*** Begin section ***

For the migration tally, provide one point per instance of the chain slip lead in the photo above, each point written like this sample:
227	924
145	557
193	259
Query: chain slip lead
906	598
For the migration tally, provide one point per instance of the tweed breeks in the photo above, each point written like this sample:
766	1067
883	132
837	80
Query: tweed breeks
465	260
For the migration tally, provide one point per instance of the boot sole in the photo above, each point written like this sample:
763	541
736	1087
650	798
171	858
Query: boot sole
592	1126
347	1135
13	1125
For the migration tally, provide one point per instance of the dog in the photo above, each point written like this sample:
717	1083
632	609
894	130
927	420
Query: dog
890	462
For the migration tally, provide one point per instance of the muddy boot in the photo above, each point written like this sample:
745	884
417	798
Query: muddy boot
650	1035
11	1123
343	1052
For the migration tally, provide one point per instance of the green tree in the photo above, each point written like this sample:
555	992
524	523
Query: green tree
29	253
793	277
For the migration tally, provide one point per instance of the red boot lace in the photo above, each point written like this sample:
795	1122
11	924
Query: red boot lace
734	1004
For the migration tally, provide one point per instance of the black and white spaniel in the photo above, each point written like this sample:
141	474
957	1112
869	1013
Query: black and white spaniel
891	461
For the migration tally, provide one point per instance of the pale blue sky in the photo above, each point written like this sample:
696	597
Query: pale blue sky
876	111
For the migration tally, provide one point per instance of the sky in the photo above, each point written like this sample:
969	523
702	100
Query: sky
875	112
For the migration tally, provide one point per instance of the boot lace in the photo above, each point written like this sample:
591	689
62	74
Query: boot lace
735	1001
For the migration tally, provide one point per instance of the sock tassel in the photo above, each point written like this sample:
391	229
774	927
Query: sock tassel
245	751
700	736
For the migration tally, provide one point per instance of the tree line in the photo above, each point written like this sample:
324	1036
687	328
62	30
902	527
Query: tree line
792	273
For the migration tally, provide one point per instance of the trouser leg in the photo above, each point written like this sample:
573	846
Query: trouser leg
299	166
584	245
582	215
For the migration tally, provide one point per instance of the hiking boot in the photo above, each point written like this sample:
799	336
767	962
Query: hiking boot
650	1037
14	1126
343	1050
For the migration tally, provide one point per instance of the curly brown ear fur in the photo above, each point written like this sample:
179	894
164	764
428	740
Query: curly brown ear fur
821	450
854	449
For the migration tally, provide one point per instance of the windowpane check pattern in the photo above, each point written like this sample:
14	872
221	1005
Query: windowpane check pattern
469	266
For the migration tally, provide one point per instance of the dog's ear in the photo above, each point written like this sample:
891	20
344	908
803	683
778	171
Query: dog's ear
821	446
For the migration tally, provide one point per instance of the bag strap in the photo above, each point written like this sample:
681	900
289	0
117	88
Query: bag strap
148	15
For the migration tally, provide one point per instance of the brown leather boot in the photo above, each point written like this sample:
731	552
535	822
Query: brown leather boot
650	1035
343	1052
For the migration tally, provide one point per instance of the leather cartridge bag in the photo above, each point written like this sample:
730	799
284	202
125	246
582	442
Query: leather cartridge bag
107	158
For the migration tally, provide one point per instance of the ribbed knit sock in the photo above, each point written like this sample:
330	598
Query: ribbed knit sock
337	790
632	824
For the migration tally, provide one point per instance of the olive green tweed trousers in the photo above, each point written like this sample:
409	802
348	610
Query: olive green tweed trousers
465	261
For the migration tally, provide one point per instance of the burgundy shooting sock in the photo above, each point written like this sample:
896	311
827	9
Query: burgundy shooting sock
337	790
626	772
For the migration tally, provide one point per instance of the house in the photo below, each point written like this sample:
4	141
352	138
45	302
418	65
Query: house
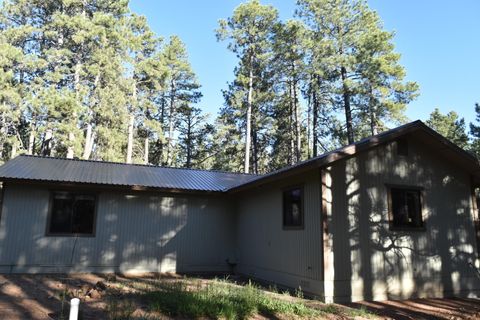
392	216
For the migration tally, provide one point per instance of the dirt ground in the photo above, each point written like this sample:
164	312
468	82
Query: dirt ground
45	297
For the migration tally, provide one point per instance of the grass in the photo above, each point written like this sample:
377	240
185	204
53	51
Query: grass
222	299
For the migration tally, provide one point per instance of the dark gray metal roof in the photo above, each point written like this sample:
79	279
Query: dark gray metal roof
37	168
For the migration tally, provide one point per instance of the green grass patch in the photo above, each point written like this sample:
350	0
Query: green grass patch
220	299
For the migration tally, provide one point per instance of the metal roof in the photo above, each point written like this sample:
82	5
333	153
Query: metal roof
111	173
470	163
49	169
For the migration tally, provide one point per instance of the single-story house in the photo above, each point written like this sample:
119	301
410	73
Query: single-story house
391	216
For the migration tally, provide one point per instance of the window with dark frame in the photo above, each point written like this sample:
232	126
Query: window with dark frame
406	208
72	213
293	208
402	147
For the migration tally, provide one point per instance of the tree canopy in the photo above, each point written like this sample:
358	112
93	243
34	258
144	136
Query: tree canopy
91	80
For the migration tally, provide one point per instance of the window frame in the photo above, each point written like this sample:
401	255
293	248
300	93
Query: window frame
421	191
302	203
50	207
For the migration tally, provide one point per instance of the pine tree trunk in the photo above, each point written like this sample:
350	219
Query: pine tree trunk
373	115
298	134
170	123
71	141
146	151
346	105
131	122
87	150
315	123
13	153
255	149
291	117
162	124
189	143
248	132
309	126
47	143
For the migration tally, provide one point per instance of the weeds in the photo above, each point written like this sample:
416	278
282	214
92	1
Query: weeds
220	299
120	309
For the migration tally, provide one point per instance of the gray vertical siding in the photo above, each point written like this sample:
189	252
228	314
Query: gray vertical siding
264	250
373	262
134	232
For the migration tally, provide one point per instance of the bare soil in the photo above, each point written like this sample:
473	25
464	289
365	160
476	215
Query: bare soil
46	297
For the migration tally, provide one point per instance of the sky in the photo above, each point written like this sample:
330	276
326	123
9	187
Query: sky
439	41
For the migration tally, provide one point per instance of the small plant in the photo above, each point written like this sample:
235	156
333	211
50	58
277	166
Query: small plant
120	309
360	312
63	297
221	299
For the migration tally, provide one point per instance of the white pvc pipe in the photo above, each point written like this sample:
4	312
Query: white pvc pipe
74	306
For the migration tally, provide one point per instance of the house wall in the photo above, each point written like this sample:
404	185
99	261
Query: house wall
135	232
367	260
266	251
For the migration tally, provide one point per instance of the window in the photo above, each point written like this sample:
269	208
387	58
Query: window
405	208
402	147
72	214
293	208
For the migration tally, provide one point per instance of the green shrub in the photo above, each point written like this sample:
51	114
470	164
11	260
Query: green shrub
220	299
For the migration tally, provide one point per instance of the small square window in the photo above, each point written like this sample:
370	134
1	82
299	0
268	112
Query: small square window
402	147
72	214
405	208
293	208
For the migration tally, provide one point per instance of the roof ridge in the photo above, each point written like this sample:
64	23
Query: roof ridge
133	164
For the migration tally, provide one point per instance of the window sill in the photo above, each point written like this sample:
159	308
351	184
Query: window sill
293	228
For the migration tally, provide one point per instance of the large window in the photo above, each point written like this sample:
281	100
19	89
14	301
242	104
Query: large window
405	208
72	213
293	208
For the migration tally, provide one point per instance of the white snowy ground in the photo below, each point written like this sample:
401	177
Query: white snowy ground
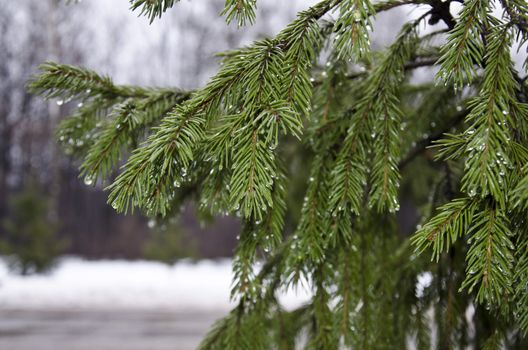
129	285
116	305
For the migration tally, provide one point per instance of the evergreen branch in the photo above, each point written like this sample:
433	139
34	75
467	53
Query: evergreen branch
489	133
463	52
352	29
152	8
67	82
489	258
452	221
243	11
128	119
384	116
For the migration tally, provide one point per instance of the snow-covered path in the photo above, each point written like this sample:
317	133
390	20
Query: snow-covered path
103	330
116	305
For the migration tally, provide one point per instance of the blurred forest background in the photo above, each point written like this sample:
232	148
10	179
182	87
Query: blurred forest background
45	209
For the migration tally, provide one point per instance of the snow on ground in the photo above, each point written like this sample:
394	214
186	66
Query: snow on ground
132	285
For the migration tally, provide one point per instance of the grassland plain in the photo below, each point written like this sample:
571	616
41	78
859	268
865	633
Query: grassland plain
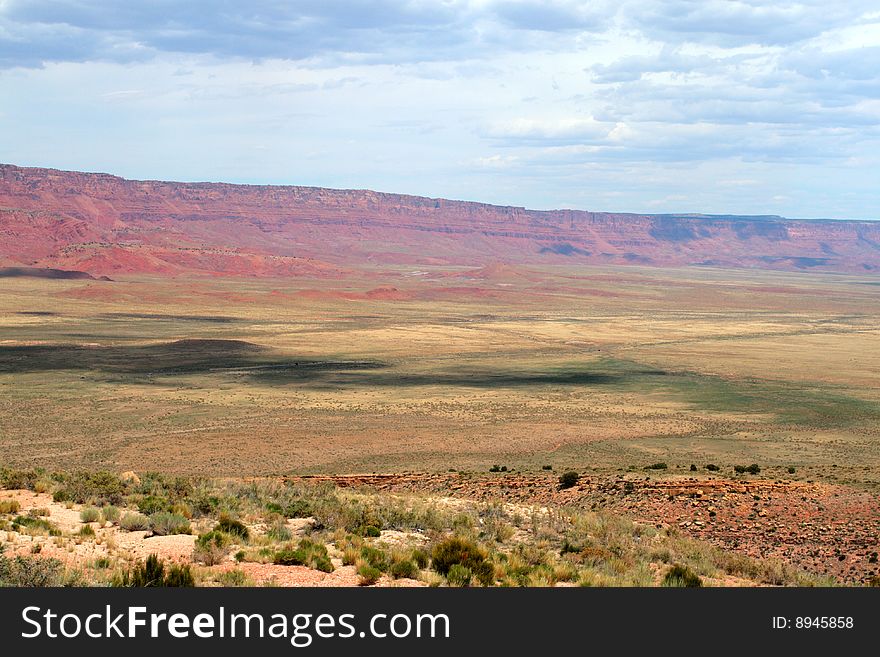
407	370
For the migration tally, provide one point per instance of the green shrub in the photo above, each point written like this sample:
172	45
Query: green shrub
459	575
420	558
681	576
13	479
166	524
298	509
91	487
464	552
280	532
134	522
153	504
152	573
9	506
211	548
179	575
368	574
232	527
404	569
31	571
376	557
307	553
110	513
234	577
90	514
36	524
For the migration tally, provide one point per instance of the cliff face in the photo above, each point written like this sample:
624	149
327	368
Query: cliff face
105	225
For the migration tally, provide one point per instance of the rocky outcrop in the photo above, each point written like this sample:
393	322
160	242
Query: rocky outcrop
107	225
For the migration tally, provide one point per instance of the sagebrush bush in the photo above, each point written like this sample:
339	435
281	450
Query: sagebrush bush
90	514
35	524
110	513
279	531
405	569
463	552
90	487
233	527
152	573
153	504
367	574
681	576
459	575
234	577
306	553
134	522
9	506
31	571
12	479
166	524
211	548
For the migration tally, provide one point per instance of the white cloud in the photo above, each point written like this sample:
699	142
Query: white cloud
673	105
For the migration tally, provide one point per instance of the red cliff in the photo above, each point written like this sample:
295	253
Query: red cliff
108	225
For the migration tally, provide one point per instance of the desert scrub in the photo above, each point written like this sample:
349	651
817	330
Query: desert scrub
234	577
110	513
12	479
681	576
459	575
166	524
279	532
568	479
9	506
212	548
306	553
31	572
463	552
153	504
90	487
152	573
34	525
367	574
404	569
233	527
134	522
376	557
90	514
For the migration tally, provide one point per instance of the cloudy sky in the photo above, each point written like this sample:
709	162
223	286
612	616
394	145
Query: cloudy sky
721	106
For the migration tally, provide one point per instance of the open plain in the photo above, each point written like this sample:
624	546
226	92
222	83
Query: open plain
433	375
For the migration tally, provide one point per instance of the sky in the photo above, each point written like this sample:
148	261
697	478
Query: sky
714	106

*** End section ***

Work instruction:
Where the string "below" occurs in a line of the listing above, count that line, then report the total and nothing else.

Exercise output:
3